The exercise:
Reproduce the material from the line with "Where can you see the woman" to the line with "point(149, 70)", both lines included, and leave the pictures out.

>> START Provided material

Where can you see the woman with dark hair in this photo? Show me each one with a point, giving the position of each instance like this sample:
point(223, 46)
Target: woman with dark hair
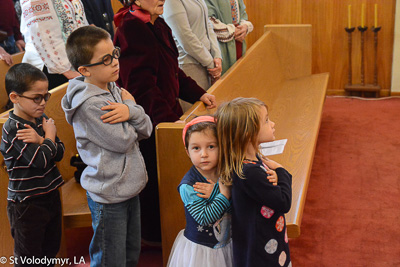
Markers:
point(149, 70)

>> END Provided material
>> START Provided material

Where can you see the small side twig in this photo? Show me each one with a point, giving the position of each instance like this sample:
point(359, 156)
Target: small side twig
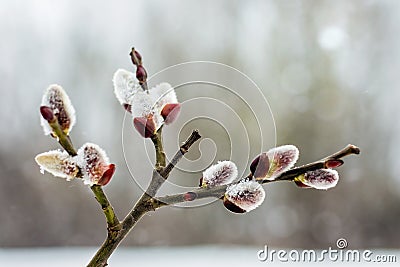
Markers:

>> END Provided material

Problem solution:
Where can you see the woman with dark hair in this photo? Show me each one with a point, giving the position of each instance like this sample:
point(223, 46)
Target: woman with dark hair
Markers:
point(149, 70)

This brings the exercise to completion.